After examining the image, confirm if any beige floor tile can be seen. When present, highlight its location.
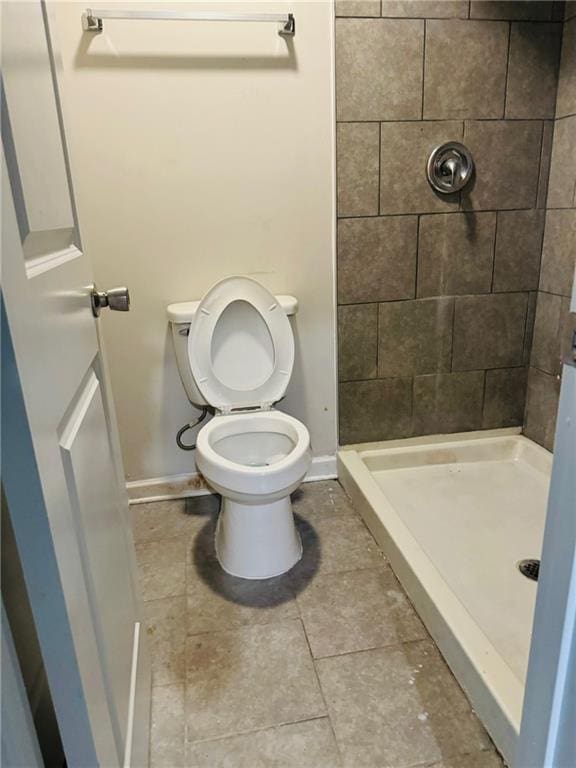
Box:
[136,538,187,600]
[186,621,325,742]
[144,595,186,685]
[186,717,340,768]
[150,685,186,768]
[294,516,384,576]
[186,560,299,635]
[130,496,220,544]
[316,640,491,768]
[429,750,505,768]
[292,480,356,520]
[298,566,428,658]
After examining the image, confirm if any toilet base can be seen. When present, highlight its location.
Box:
[216,496,302,579]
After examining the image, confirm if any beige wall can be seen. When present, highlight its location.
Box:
[55,0,336,479]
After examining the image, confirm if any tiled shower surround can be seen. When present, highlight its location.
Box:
[336,0,576,444]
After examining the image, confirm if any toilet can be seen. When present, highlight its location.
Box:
[167,277,311,579]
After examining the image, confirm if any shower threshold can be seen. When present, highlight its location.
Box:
[338,429,552,764]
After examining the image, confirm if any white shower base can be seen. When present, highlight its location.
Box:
[338,429,552,764]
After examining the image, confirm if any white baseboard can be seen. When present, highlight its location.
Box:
[126,455,338,504]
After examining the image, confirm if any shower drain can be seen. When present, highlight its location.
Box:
[518,559,540,581]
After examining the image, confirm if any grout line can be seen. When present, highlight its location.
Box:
[413,214,423,301]
[449,296,456,373]
[420,19,427,120]
[490,211,501,293]
[336,113,556,125]
[338,205,540,221]
[378,123,382,215]
[480,370,488,425]
[502,21,512,120]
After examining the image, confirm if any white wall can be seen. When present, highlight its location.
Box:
[54,0,337,479]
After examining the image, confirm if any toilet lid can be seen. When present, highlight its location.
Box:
[188,277,294,411]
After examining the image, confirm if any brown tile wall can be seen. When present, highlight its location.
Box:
[336,0,574,444]
[524,3,576,450]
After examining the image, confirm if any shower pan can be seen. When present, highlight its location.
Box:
[338,428,552,764]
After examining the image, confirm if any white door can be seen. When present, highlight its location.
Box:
[2,0,150,768]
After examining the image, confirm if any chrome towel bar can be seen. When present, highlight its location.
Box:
[82,8,296,37]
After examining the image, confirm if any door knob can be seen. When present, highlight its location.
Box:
[90,285,130,317]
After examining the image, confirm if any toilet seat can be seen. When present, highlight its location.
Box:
[196,410,310,496]
[188,277,294,413]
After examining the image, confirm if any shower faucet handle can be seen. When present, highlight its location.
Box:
[426,141,474,195]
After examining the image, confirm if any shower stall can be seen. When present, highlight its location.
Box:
[336,0,576,765]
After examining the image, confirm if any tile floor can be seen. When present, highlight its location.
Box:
[132,481,503,768]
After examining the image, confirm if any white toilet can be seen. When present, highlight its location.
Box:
[168,277,311,579]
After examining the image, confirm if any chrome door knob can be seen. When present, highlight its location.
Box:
[90,286,130,317]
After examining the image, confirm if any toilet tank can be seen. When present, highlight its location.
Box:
[166,296,298,406]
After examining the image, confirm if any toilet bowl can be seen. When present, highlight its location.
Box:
[168,277,311,579]
[196,410,310,579]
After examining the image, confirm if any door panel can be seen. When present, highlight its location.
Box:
[2,2,75,258]
[60,368,137,746]
[2,0,150,768]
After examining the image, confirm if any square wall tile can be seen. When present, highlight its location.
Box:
[482,368,528,429]
[338,304,378,381]
[417,211,496,297]
[336,0,380,17]
[505,22,562,119]
[316,641,490,768]
[380,121,463,214]
[336,123,380,216]
[452,293,528,371]
[338,216,418,304]
[547,115,576,208]
[339,379,412,445]
[524,368,560,451]
[413,371,484,435]
[378,298,454,378]
[470,0,553,21]
[462,120,542,210]
[494,209,544,292]
[540,210,576,296]
[336,19,424,120]
[382,0,468,19]
[556,18,576,117]
[530,292,562,375]
[424,20,508,120]
[536,120,554,208]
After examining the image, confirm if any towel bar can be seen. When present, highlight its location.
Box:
[82,8,296,37]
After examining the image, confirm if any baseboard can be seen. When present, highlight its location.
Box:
[126,455,338,504]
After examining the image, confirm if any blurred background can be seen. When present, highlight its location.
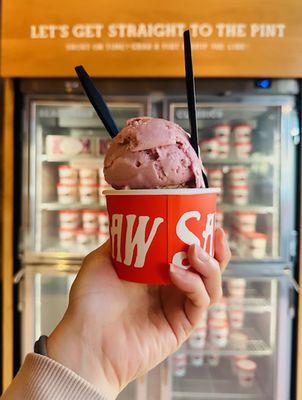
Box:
[0,0,302,400]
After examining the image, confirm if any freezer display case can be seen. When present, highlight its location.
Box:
[162,278,290,400]
[21,97,149,262]
[168,96,299,262]
[17,264,291,400]
[19,88,299,400]
[15,263,147,400]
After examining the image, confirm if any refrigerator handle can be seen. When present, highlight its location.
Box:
[283,266,300,294]
[14,268,25,312]
[283,267,300,319]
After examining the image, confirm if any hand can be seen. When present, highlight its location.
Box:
[48,228,230,399]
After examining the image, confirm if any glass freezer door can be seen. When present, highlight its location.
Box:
[22,98,148,262]
[160,278,291,400]
[169,96,298,261]
[19,265,147,400]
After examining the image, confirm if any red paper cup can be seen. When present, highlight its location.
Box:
[104,188,219,285]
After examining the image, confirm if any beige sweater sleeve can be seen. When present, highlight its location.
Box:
[1,353,106,400]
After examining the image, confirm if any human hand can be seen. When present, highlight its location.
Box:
[48,228,231,399]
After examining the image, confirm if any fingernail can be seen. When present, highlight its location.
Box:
[195,245,210,262]
[170,264,187,275]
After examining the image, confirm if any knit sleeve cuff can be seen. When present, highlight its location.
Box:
[11,353,106,400]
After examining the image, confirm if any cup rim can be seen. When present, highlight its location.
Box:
[103,188,221,196]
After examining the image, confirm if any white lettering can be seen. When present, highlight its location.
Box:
[72,24,104,39]
[202,214,215,255]
[124,214,164,268]
[30,24,69,39]
[250,23,286,38]
[110,214,123,262]
[172,211,201,269]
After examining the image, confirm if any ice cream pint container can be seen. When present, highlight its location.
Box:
[209,318,229,348]
[236,359,257,388]
[207,345,220,367]
[190,351,204,367]
[200,139,219,158]
[57,183,78,204]
[79,185,98,204]
[58,165,78,185]
[189,326,207,349]
[229,308,244,329]
[104,188,219,285]
[172,351,188,378]
[82,210,99,230]
[59,210,80,229]
[213,124,231,143]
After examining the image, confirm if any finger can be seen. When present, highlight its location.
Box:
[214,228,232,272]
[188,244,222,304]
[170,264,210,327]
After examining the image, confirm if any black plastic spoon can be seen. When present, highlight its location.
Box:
[75,65,119,138]
[184,30,209,188]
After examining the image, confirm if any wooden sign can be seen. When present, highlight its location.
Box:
[1,0,302,77]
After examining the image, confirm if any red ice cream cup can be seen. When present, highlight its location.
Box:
[104,188,219,285]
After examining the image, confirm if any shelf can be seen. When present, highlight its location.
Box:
[41,202,107,211]
[227,297,272,314]
[172,361,271,400]
[202,155,275,165]
[184,328,273,357]
[217,203,276,214]
[40,154,104,163]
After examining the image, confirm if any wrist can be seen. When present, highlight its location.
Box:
[47,315,120,400]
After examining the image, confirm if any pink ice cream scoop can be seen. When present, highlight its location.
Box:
[104,117,205,189]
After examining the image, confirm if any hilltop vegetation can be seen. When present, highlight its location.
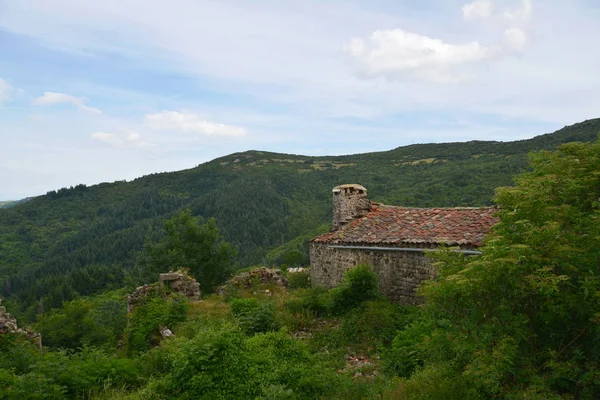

▬▬▬

→ Exercise directions
Reproduce all of the records above as a numbered list of their lines, omitting blank lines and leaving out the pictures.

→ Written answer
1. After examining the image, confirm if any beige floor tile can be seen. When present, highlight its location.
2. Box:
3. [136,538,187,600]
4. [186,621,325,742]
5. [144,595,186,685]
6. [186,717,340,768]
7. [150,685,186,768]
8. [294,516,384,576]
9. [186,560,299,635]
10. [130,496,220,544]
11. [316,640,491,768]
12. [429,750,505,768]
13. [292,480,356,520]
14. [298,566,428,658]
15. After examining the image, confirm if any toilet base can be seen. When present, highlight its location.
16. Box:
17. [216,496,302,579]
18. After examining the image, confirm if any beige wall can be seen. When present, highlight its location.
19. Box:
20. [55,0,336,479]
21. After examining the image, confirm if any tiled shower surround can be seen. When present, highlight its location.
22. Box:
23. [336,0,576,444]
24. After examining the image, confirm if any toilet can be seen. When present, highlight its location.
25. Box:
26. [167,277,311,579]
27. After examining the image, confirm if any shower threshold can be seen. When present, highlight its location.
28. Box:
29. [338,429,552,764]
30. After examining the image, confirm if any white shower base can be seen. When present, highlight its location.
31. Box:
32. [338,429,552,764]
33. After examining the image, confirm if any white baseboard can be seen. When present, highlight its location.
34. Box:
35. [126,455,338,504]
36. After examining the image, confirm if any shower drain can be seen. When present, highlight its location.
37. Box:
38. [518,559,540,581]
39. After examining the image, confirm if any grout line can be seen. When present, highlight its location.
40. Box:
41. [413,214,423,301]
42. [449,296,456,373]
43. [420,19,427,120]
44. [490,211,501,293]
45. [336,113,556,125]
46. [338,205,540,221]
47. [378,123,382,215]
48. [480,370,488,425]
49. [502,21,512,120]
50. After examining the image, confirm if any white wall can be seen. When present, highlight its location.
51. Box:
52. [54,0,337,479]
53. After examining the image, confirm if any toilet lid can be seen. When present, highlight its location.
54. Box:
55. [188,277,294,411]
56. After examining the image, confirm if any brown tile wall can be seen. When present, highlight its location.
57. Box:
58. [336,0,574,444]
59. [524,3,576,450]
60. After examining the image, confirm if any shower pan can be seen. When present, highlight its location.
61. Box:
62. [338,428,552,764]
63. After examining the image, confirm if any white door can be seen. When present, highlight its location.
64. Box:
65. [2,0,150,768]
66. After examining the image, confirm if any chrome towel bar can be seen. When present, highlight its location.
67. Box:
68. [82,8,296,37]
69. After examining the image, confirm if any door knob can be seen. When present, highlight its location.
70. Box:
71. [90,285,130,317]
72. After examining the image, confirm if any toilet seat can be seen. When present, highlight its location.
73. Box:
74. [196,410,310,496]
75. [188,277,294,413]
76. After examining the image, confirm if any shower faucet handle can be seen. When present, highlight its location.
77. Box:
78. [426,141,474,195]
79. After examining the image, confirm if any shower stall can be seen. When present, highlight its location.
80. Box:
81. [336,0,576,765]
82. After examining the image, confirm if any tile floor can be seen. When present, highlight its location.
83. Box:
84. [132,481,503,768]
85. After examining the image, confirm if any white toilet can be seen. When present, highlight its location.
86. Box:
87. [168,277,311,579]
88. After examining the image, confirm if any chrome door knob can be seen. When present, highlight its location.
89. Box:
90. [90,286,130,317]
91. After examining the image, confirm if any toilet tank can be seen. When present, highlight its location.
92. Box:
93. [166,296,298,406]
94. After examining the image, confirm if any toilet bowl can be seen. When present, highlight its location.
95. Box:
96. [168,277,311,579]
97. [196,410,310,579]
98. After examining the image, confirm if any door panel can be seen. When present, highlight its location.
99. Box:
100. [2,2,75,258]
101. [60,368,137,746]
102. [2,0,150,768]
103. After examining the image, confirm if any square wall tile can be seen. When present, highlight its location.
104. Box:
105. [482,368,528,429]
106. [338,304,378,381]
107. [417,211,496,297]
108. [336,0,380,17]
109. [505,22,562,119]
110. [316,641,490,768]
111. [380,121,463,214]
112. [336,123,380,216]
113. [452,293,528,371]
114. [338,216,418,304]
115. [547,115,576,208]
116. [339,379,412,445]
117. [524,368,560,451]
118. [413,371,484,435]
119. [378,298,454,378]
120. [470,0,553,21]
121. [462,120,542,210]
122. [494,209,544,292]
123. [540,210,576,296]
124. [336,19,424,120]
125. [382,0,468,19]
126. [556,18,576,117]
127. [530,292,562,375]
128. [424,20,508,120]
129. [536,120,554,208]
130. After examining the image, confirm if any towel bar can be seen. When present, highlight its location.
131. Box:
132. [82,8,296,37]
133. After examining the image, confirm if any baseboard can be seen. When present, highlight its location.
134. Box:
135. [126,455,338,504]
136. After examining the image, confirm if any blurred background can be seen. When present, highlight its location.
137. Box:
138. [0,0,302,400]
139. After examining the image, confirm if any freezer display case can be seen. When present, highlight its location.
140. Box:
141. [162,278,290,400]
142. [21,97,149,262]
143. [168,96,299,262]
144. [17,264,291,400]
145. [19,88,299,400]
146. [15,263,147,400]
147. After examining the image, confirm if any refrigerator handle can be seen. When present, highlight its location.
148. Box:
149. [283,266,300,294]
150. [14,268,25,312]
151. [283,267,300,319]
152. After examining the image, confirm if any hand can be seen. When present, highlight its location.
153. Box:
154. [48,228,230,399]
155. After examining the image, confirm if any glass freezer door can be seen. When present, highlight its location.
156. Box:
157. [22,98,148,262]
158. [160,278,291,400]
159. [169,96,298,261]
160. [19,265,147,400]
161. After examining the image, confirm if any red paper cup can be seen. When present, highlight its location.
162. Box:
163. [104,188,219,285]
164. After examining the image, confirm if any beige sweater sleeve can be seen. When present, highlight its location.
165. Box:
166. [1,353,106,400]
167. After examining the image, confirm if any human hand can be seen. When present, highlight its location.
168. Box:
169. [48,228,231,399]
170. After examining the image, confirm if any fingernail can be seen. When present, highlight its location.
171. Box:
172. [195,245,210,262]
173. [170,264,187,275]
174. After examining the image, confirm if any knit sleeve cuff can be seen. When present, highlight its location.
175. Box:
176. [11,353,106,400]
177. After examining the image, confirm if any cup rim can be seen. When present, highlight its location.
178. Box:
179. [103,188,221,196]
180. After examining the image, confirm if any white lettering can be seen. When present, highlight its location.
181. Box:
182. [72,24,104,39]
183. [202,214,215,255]
184. [124,214,164,268]
185. [30,24,69,39]
186. [250,23,286,38]
187. [110,214,123,262]
188. [172,211,201,269]
189. After examining the image, confirm if any ice cream pint container can be seen. When present, highlight its location.
190. Box:
191. [209,318,229,348]
192. [236,359,257,388]
193. [207,345,220,367]
194. [190,351,204,367]
195. [200,139,219,158]
196. [57,183,78,204]
197. [79,185,98,204]
198. [58,165,78,185]
199. [189,326,207,349]
200. [229,308,244,329]
201. [104,188,219,285]
202. [172,351,188,378]
203. [82,210,99,230]
204. [59,210,80,229]
205. [213,124,231,143]
206. After examining the image, confirm if any finger can be seen. When present, highlight its location.
207. Box:
208. [214,228,232,272]
209. [188,244,222,304]
210. [170,264,210,327]
211. After examining the image, confirm if any black plastic spoon can be seen. When present, highlight its location.
212. Box:
213. [75,65,119,138]
214. [184,30,209,188]
215. After examining the image, confirm if any wooden sign can be seen. When present, highlight its location.
216. Box:
217. [1,0,302,77]
218. After examining the image, confirm if any red ice cream cup can be seen. When present, highlight its location.
219. Box:
220. [104,188,219,285]
221. After examining the image, confirm if any shelf can be seen. When present, highlight its location.
222. Box:
223. [41,202,107,211]
224. [227,297,272,314]
225. [172,361,271,400]
226. [202,155,275,165]
227. [184,328,273,357]
228. [217,203,276,214]
229. [40,154,104,163]
230. After examining the image, confirm if any wrist can be seen. When present, highlight its location.
231. Box:
232. [47,315,120,400]
233. After examining the image, confirm if any pink ice cream scoop can be seen. When present, highlight its location.
234. Box:
235. [104,117,205,189]
236. After examining the image, confirm if any hilltop vegetation can be seen. When present, highlight its location.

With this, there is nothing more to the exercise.